Task directions:
Return exactly the span of lines that opens with the line containing "Exercise. Point out the diamond" and closes with the last line of the data, inclusive.

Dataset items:
┌────────

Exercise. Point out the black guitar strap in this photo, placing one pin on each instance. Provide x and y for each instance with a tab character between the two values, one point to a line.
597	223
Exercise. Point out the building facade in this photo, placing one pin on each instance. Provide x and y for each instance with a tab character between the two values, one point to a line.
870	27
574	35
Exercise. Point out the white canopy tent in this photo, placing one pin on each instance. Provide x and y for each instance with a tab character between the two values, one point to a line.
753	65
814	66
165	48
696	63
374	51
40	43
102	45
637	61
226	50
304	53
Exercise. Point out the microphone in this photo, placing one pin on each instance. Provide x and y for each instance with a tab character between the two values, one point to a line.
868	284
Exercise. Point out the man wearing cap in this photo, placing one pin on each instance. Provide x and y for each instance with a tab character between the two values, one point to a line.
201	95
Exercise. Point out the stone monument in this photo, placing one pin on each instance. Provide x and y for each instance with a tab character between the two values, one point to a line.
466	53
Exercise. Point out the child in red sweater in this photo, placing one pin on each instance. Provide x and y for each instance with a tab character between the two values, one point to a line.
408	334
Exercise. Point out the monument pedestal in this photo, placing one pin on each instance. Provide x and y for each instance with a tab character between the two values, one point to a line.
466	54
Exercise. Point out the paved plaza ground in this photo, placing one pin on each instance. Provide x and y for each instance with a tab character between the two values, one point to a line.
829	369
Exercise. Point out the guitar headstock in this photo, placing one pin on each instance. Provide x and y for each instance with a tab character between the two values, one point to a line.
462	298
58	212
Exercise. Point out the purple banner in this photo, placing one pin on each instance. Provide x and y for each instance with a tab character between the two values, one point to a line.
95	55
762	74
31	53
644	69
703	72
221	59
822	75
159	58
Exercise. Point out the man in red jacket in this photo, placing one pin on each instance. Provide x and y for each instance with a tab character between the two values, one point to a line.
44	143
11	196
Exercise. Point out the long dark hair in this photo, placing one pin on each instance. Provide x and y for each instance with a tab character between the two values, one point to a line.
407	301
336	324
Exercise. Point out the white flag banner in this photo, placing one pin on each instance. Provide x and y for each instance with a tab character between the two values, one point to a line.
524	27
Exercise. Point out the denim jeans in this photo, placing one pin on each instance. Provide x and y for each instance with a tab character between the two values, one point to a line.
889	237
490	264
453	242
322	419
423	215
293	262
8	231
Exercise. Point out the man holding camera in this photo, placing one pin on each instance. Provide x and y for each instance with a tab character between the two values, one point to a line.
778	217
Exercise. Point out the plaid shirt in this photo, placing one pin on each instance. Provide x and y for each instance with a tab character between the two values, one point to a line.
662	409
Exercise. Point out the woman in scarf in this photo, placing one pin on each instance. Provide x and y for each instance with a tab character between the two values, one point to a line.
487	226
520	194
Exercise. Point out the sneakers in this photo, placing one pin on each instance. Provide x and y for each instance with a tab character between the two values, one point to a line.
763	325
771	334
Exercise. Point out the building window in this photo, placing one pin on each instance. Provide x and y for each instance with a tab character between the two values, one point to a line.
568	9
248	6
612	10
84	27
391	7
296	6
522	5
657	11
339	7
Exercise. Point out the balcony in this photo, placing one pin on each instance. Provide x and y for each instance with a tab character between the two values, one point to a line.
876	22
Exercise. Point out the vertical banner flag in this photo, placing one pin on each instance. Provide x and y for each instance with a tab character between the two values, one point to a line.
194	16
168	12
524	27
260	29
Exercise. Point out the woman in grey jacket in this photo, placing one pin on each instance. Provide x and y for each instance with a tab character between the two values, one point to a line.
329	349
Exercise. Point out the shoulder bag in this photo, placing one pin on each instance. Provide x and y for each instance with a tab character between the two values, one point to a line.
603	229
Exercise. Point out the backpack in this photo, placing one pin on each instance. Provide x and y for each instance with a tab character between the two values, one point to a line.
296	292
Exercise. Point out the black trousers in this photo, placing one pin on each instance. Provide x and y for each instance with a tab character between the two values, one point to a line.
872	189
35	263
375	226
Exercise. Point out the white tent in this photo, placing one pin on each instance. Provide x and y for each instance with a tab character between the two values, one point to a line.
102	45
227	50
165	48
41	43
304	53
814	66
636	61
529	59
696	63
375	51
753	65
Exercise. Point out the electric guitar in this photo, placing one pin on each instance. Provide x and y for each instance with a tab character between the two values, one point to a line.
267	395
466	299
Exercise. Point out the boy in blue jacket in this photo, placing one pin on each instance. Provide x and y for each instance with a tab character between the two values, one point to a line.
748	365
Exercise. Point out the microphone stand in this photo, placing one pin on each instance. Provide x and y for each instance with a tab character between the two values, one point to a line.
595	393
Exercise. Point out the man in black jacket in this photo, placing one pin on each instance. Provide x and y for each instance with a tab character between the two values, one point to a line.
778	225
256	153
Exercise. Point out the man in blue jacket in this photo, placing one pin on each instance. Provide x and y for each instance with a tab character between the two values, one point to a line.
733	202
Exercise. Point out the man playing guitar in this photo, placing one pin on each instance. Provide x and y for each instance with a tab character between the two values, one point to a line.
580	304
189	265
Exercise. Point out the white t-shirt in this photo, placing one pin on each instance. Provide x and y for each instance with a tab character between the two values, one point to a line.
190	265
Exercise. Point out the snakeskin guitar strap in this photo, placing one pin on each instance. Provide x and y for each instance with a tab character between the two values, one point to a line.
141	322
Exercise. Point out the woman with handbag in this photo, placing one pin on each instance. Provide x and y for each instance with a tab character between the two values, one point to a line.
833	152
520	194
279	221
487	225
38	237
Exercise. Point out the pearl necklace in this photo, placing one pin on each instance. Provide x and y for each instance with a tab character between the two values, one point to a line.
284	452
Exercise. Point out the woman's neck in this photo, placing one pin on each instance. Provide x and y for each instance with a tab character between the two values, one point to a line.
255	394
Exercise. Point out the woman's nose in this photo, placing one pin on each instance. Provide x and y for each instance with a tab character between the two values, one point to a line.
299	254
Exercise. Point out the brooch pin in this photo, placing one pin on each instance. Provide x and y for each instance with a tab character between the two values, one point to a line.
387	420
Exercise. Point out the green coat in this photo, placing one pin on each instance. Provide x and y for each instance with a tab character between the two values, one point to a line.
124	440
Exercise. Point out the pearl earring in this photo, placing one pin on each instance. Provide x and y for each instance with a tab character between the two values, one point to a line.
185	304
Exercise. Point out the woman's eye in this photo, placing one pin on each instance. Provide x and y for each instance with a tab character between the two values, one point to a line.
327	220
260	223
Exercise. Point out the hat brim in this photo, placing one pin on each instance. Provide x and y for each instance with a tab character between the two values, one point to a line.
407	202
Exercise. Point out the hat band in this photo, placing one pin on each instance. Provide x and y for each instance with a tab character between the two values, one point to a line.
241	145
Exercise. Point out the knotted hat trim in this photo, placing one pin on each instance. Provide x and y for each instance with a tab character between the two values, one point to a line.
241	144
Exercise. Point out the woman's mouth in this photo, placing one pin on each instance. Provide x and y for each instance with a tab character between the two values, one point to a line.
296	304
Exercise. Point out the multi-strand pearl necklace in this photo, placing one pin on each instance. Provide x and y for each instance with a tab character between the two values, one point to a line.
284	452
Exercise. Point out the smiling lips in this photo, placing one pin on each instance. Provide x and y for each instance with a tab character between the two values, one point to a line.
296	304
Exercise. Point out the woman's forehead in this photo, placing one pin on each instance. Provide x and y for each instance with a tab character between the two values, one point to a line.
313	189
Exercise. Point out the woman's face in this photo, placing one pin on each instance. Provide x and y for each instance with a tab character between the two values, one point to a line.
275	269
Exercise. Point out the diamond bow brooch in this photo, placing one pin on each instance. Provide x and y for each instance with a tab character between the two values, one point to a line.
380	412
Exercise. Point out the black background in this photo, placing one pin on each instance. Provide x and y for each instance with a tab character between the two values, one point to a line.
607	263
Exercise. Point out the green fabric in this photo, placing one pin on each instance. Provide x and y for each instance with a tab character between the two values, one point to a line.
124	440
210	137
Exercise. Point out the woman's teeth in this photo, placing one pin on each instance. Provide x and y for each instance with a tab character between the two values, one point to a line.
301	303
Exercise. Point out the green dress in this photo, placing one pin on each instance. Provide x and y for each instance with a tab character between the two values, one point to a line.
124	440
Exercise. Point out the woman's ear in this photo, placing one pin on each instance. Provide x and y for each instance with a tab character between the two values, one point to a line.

└────────

Output for this task:
Exercise. Point out the diamond bow brooch in this photo, placing one pin on each instance. Provide x and y for each instance with a tab character between the two values, one point to a line.
380	412
Exercise. Point out the black background in this photo, placing one pin on each instance. Provide x and y for each instance with a tab character between the two values, one point to a line.
607	263
Exercise. Point out the green fabric in this photo, placing one pin on each instance. Provide x and y for each instance with a tab character between the two values, one point to a line.
124	440
210	137
Exercise. Point out the woman's teeth in this photo, placing one pin on each instance. Provide x and y for each instance with a tab character between the two values, one point to a line.
301	303
Exercise. Point out the green dress in this photo, placing one pin on each instance. Provide x and y for each instance with a tab character between the two values, one point to a line.
124	440
Exercise. Point out the woman's ear in this photo, placing one pin on each instance. Provide x and y for each instance with a tab character between the two values, one point to a line.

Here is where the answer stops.